= Task details =
State how many lines of the data contain the word "background", and write nothing besides the number.

= Exercise inputs =
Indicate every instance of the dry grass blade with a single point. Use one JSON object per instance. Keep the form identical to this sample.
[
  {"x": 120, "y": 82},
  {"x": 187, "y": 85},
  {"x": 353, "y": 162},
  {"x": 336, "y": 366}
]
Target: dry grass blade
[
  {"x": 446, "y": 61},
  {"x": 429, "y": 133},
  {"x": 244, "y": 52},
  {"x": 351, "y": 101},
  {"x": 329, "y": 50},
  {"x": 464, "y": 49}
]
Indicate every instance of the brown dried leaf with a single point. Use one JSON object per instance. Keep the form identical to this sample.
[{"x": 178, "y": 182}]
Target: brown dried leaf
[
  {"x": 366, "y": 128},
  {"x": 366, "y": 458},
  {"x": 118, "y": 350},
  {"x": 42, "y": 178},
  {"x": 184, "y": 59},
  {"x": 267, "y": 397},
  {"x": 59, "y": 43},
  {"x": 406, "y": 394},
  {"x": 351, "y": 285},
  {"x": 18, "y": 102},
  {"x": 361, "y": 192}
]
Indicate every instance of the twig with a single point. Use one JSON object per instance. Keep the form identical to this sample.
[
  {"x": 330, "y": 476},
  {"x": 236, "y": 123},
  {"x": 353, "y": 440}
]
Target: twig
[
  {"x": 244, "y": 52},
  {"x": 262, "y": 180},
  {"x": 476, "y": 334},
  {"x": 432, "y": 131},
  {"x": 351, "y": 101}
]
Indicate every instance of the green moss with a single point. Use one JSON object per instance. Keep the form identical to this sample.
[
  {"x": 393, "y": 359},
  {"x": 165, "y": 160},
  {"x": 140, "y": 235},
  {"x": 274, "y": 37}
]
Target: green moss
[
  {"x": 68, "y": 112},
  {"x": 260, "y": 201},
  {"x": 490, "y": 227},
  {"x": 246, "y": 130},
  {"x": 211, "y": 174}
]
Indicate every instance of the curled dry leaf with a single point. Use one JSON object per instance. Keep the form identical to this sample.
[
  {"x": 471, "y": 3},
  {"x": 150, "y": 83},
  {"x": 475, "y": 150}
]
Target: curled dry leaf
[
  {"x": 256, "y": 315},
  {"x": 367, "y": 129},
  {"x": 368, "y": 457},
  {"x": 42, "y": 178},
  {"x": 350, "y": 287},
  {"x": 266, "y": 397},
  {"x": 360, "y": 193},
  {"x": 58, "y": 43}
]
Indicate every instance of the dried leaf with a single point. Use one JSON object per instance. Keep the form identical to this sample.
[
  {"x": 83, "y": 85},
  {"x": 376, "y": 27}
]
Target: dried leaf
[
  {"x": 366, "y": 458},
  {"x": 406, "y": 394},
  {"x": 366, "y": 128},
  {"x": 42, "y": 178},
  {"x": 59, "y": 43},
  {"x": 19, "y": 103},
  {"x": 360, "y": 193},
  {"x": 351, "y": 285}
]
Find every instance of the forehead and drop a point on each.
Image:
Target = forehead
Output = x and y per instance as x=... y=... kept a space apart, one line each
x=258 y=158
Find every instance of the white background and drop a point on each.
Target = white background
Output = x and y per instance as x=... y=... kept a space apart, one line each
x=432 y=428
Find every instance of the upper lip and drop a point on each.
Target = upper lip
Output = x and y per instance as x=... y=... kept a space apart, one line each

= Task answer =
2